WRITTEN EXERCISE -
Number the lines of the entries below, from the line containing "Expected behaviour: a marker sits on the wire" through the end of the entries, inclusive, and omit any blank lines.

SUPPLIED RECORDS -
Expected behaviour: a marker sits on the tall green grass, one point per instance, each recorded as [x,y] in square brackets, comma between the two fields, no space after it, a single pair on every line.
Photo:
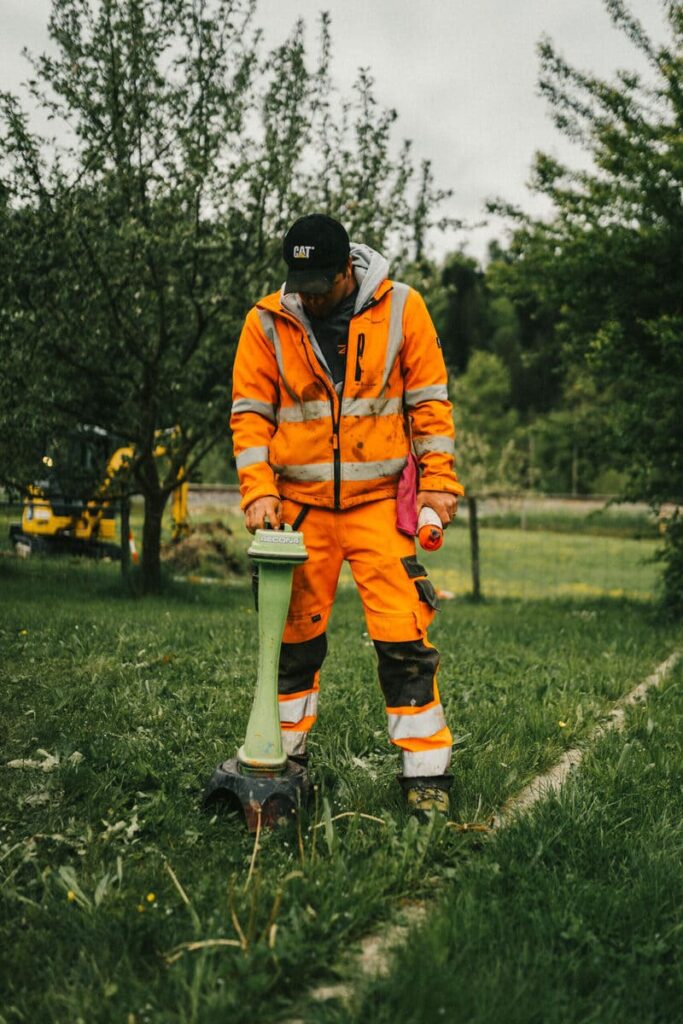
[110,866]
[571,914]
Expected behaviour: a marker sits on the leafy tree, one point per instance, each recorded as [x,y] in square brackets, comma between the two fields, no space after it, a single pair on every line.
[607,265]
[142,239]
[485,424]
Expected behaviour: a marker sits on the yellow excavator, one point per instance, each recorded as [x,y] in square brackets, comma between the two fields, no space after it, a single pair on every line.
[55,524]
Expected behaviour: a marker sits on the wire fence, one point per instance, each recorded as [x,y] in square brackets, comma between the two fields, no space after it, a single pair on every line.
[502,546]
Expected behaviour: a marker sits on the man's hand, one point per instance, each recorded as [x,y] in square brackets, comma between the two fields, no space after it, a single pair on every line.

RESULT -
1. Expected behaviour: a marker sits on the wire fence, one point per instance, each recorded as [x,y] in square brackets, comma between the two fields, no space after it, a single pair on every line.
2. [502,546]
3. Expected behaviour: a marker sits on the man's hand, one point per instance, each recorded as [x,y] in square brackets, comma between the two fields, no space after it, a single pair on every line.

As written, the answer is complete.